→ **Goal**:
Render every line of the listing below as a JSON list of strings, one string per line, with blank lines and the pictures left out.

→ **Records for processing**:
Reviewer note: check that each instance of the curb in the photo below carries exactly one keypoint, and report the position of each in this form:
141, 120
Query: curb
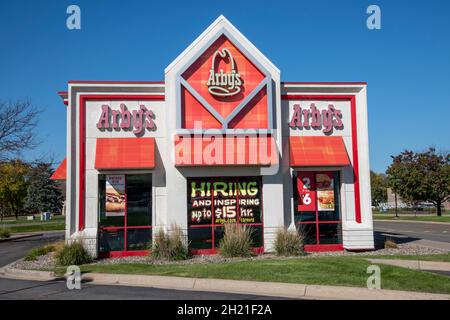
21, 237
410, 221
34, 275
415, 264
269, 289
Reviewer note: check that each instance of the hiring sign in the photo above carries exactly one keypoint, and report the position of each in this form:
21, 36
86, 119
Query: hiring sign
236, 200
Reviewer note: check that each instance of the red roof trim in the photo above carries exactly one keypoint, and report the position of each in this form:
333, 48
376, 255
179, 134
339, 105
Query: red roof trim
114, 82
332, 82
125, 153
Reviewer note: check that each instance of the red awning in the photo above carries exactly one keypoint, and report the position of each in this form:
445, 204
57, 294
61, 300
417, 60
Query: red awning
125, 153
60, 172
225, 151
318, 151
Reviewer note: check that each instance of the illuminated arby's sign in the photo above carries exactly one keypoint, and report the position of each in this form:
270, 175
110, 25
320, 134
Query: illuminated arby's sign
221, 83
136, 120
312, 117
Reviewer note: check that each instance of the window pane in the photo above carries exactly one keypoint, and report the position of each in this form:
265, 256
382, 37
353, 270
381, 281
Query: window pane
104, 220
333, 215
309, 232
111, 240
232, 199
199, 202
257, 236
200, 238
139, 199
330, 233
218, 235
139, 239
302, 216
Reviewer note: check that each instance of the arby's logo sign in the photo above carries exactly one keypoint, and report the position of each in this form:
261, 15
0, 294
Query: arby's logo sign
224, 84
325, 119
135, 120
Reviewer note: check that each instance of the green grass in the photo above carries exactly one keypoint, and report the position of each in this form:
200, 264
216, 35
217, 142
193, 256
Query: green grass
33, 254
430, 257
344, 271
37, 227
23, 220
388, 216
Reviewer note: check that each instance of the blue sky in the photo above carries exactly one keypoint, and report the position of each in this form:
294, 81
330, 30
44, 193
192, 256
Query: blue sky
406, 63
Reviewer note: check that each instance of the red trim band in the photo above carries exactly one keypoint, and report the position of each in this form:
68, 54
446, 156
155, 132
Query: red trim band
113, 82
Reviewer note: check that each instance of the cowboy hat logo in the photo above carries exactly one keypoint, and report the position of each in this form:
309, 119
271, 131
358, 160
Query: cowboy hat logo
220, 83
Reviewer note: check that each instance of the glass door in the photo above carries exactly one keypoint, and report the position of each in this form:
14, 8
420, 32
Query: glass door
125, 214
317, 209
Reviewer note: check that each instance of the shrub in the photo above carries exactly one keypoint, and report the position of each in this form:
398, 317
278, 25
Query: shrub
5, 233
170, 246
73, 254
33, 254
390, 244
236, 241
289, 242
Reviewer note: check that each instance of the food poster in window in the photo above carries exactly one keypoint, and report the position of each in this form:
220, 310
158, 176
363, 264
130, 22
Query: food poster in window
115, 195
325, 191
306, 188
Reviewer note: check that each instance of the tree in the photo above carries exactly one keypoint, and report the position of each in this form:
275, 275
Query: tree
43, 194
421, 176
378, 188
13, 185
18, 122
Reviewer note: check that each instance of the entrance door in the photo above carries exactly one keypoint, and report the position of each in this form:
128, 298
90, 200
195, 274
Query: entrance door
317, 209
125, 214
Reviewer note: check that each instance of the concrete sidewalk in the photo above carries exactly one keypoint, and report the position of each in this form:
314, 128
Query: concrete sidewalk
18, 236
415, 264
412, 221
271, 289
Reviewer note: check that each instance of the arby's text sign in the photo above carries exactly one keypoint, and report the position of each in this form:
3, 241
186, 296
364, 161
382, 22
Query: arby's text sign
136, 120
310, 116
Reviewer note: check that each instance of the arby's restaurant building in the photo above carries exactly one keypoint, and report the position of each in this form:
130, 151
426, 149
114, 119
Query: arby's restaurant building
221, 140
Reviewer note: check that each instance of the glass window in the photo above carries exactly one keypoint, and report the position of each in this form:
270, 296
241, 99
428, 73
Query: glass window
111, 240
330, 233
139, 199
139, 239
106, 219
212, 202
200, 238
309, 232
125, 202
319, 191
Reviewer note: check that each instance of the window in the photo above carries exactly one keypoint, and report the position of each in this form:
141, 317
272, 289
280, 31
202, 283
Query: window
212, 202
317, 206
125, 212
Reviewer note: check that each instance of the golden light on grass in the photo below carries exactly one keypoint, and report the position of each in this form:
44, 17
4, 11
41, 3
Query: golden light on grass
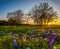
49, 23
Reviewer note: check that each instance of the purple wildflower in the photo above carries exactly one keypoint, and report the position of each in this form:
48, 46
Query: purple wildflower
20, 35
38, 36
11, 33
40, 39
46, 35
15, 43
27, 38
33, 36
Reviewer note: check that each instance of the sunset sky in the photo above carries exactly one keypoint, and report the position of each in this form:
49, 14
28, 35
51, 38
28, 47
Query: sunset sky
12, 5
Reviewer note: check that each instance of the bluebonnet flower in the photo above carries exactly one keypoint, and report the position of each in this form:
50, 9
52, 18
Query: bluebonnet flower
15, 43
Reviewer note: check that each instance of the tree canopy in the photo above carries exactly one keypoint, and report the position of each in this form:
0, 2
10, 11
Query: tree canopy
42, 14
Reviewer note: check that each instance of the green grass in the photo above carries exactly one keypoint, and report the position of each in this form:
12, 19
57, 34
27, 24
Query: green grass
25, 28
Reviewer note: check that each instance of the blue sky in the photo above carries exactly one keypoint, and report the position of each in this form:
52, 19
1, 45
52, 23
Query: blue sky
25, 5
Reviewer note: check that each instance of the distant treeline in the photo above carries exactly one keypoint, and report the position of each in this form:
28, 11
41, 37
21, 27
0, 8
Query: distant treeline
6, 23
41, 14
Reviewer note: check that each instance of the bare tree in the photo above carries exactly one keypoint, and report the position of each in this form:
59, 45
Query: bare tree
43, 14
15, 17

→ **Answer below**:
[
  "Reviewer note: check that each instance of the curb in the photo below carries exactly one keypoint, and report the position of each in this form:",
  "141, 120",
  "Query: curb",
  "21, 237",
  "410, 221",
  "34, 275",
  "415, 264",
  "269, 289",
  "Reviewer note: check that each instance of the hiring sign in the photo above carries exactly one keypoint, and report the position of each in this form:",
  "21, 36",
  "86, 119",
  "Query: hiring sign",
  "236, 200",
  "Reviewer note: check that each instance of the red roof trim in the photo above carries exactly one keypoint, and report the position of each in this form:",
  "333, 48",
  "376, 255",
  "179, 134",
  "339, 105",
  "Query: red roof trim",
  "114, 82",
  "332, 82",
  "125, 153",
  "Reviewer note: check that each instance of the red awning in the photo above carries exactly one keypoint, and report the position of each in this form:",
  "445, 204",
  "57, 294",
  "61, 300",
  "417, 60",
  "Query: red awning",
  "125, 153",
  "60, 172",
  "225, 151",
  "318, 151",
  "Reviewer note: check that each instance of the illuminated arby's sign in the photo above carries exactly one keypoint, and report the position of each in this form:",
  "270, 175",
  "110, 25",
  "320, 134",
  "Query: illuminated arby's sign",
  "221, 83",
  "136, 120",
  "312, 117",
  "Reviewer note: check that each instance of the window pane in the photo above carries exactly one keypoint, and report the position of each in this form:",
  "265, 256",
  "382, 37",
  "353, 270",
  "381, 281",
  "Query: window pane",
  "104, 220",
  "333, 215",
  "309, 232",
  "111, 240",
  "232, 199",
  "199, 202",
  "257, 236",
  "200, 238",
  "139, 199",
  "330, 233",
  "218, 235",
  "139, 239",
  "302, 216",
  "Reviewer note: check that each instance of the arby's logo sign in the photo above carries exactly one keypoint, and report the position of each in this form:",
  "261, 15",
  "0, 294",
  "Query: arby's logo sign",
  "224, 84",
  "325, 119",
  "135, 120",
  "Reviewer note: check that each instance of the green grass in the photo above carries exactly one keypoint, and report the position of each in this form:",
  "200, 264",
  "216, 35",
  "217, 142",
  "193, 256",
  "Query: green grass",
  "33, 254",
  "430, 257",
  "344, 271",
  "37, 227",
  "23, 220",
  "388, 216",
  "Reviewer note: check that each instance of the blue sky in the photo above carries exactly one keypoint, and report the position of each in this form:",
  "294, 81",
  "330, 30",
  "44, 193",
  "192, 256",
  "Query: blue sky",
  "406, 63",
  "Reviewer note: check that each instance of the red trim band in the photo above carries exactly one keypoint, and report the position of each in this form:",
  "68, 54",
  "446, 156",
  "155, 132",
  "Query: red trim band",
  "113, 82",
  "Reviewer note: check that each instance of the cowboy hat logo in the photo above carries exactly one keypoint, and report the position of each in this form:",
  "309, 119",
  "271, 131",
  "358, 160",
  "Query: cowboy hat logo",
  "220, 83",
  "Reviewer note: check that each instance of the glass door in the photo above carries exactly one keypoint, and report the position of each in this form:",
  "14, 8",
  "420, 32",
  "Query: glass door",
  "125, 214",
  "317, 209",
  "Reviewer note: check that each instance of the shrub in the photo above carries exactly one keypoint, and report the position of each in this form:",
  "398, 317",
  "278, 25",
  "Query: shrub",
  "5, 233",
  "170, 246",
  "73, 254",
  "33, 254",
  "390, 244",
  "236, 241",
  "289, 242",
  "Reviewer note: check that each instance of the food poster in window in the photo above carries exactly one keypoint, and report the position of each in this form:",
  "220, 310",
  "158, 176",
  "363, 264",
  "130, 22",
  "Query: food poster in window",
  "115, 195",
  "325, 191",
  "306, 188",
  "Reviewer note: check that each instance of the tree in the photo above carries exactly one keypoint, and report the position of each in this form:",
  "275, 275",
  "Query: tree",
  "43, 194",
  "421, 176",
  "378, 188",
  "13, 185",
  "18, 122",
  "Reviewer note: check that each instance of the entrance door in the photo above carries exactly one keypoint, and report the position of each in this form:",
  "128, 298",
  "90, 200",
  "195, 274",
  "Query: entrance door",
  "317, 209",
  "125, 214",
  "Reviewer note: check that each instance of the concrete sidewalk in the photo above carries exactly one keypoint, and report the position of each in this form:",
  "314, 128",
  "Query: concrete sidewalk",
  "18, 236",
  "415, 264",
  "412, 221",
  "271, 289",
  "Reviewer note: check that each instance of the arby's text sign in the photo above carries exactly one keypoint, and report the position of each in this form:",
  "3, 241",
  "186, 296",
  "364, 161",
  "382, 22",
  "Query: arby's text sign",
  "136, 120",
  "310, 116",
  "Reviewer note: check that each instance of the arby's restaurant building in the photo above carries exactly one keypoint, and report the position of each in this form:",
  "130, 151",
  "426, 149",
  "114, 119",
  "Query: arby's restaurant building",
  "221, 140",
  "Reviewer note: check that each instance of the glass window in the photo above carries exactly one keypoint, and report the position of each in this form:",
  "270, 296",
  "241, 99",
  "428, 73",
  "Query: glass window",
  "111, 240",
  "330, 233",
  "139, 199",
  "139, 239",
  "106, 219",
  "212, 202",
  "200, 238",
  "309, 232",
  "125, 202",
  "319, 191",
  "Reviewer note: check that each instance of the window in the photo above carries exactly one keypoint, and report the position of each in this form:",
  "141, 317",
  "272, 289",
  "280, 31",
  "202, 283",
  "Query: window",
  "212, 202",
  "317, 206",
  "125, 212",
  "Reviewer note: check that each instance of the golden light on grass in the photo below carries exactly one keypoint, and report the position of each in this form:",
  "44, 17",
  "4, 11",
  "41, 3",
  "Query: golden light on grass",
  "49, 23",
  "Reviewer note: check that each instance of the purple wildflower in the photo above carries exactly one keypoint, and report the position of each in this form:",
  "48, 46",
  "Query: purple wildflower",
  "20, 35",
  "38, 36",
  "11, 33",
  "40, 39",
  "46, 35",
  "15, 43",
  "27, 38",
  "33, 36",
  "Reviewer note: check that each instance of the sunset sky in the photo above carries exactly one keypoint, and report the position of each in this form:",
  "49, 14",
  "28, 35",
  "51, 38",
  "28, 47",
  "Query: sunset sky",
  "12, 5",
  "Reviewer note: check that each instance of the bluebonnet flower in the photo above carries exactly one keypoint, and report the position of each in this form:",
  "50, 9",
  "52, 18",
  "Query: bluebonnet flower",
  "15, 43",
  "Reviewer note: check that each instance of the tree canopy in the photo above carries exactly one keypoint, and report the position of each in this form:",
  "0, 2",
  "10, 11",
  "Query: tree canopy",
  "42, 14",
  "Reviewer note: check that each instance of the green grass in the photo above carries exactly one keypoint, and report the position of each in this form:",
  "12, 19",
  "57, 34",
  "27, 24",
  "Query: green grass",
  "25, 28",
  "Reviewer note: check that each instance of the blue sky in the photo above carries exactly one keypoint, and report the position of each in this form:",
  "52, 19",
  "1, 45",
  "52, 23",
  "Query: blue sky",
  "25, 5",
  "Reviewer note: check that each instance of the distant treeline in the photo above carries exactly one keypoint, and report the position of each in this form:",
  "28, 11",
  "41, 37",
  "21, 27",
  "0, 8",
  "Query: distant treeline",
  "6, 23",
  "41, 14",
  "Reviewer note: check that each instance of the bare tree in the photo above carries exactly one keypoint, and report the position of each in this form:",
  "59, 45",
  "Query: bare tree",
  "43, 14",
  "15, 17"
]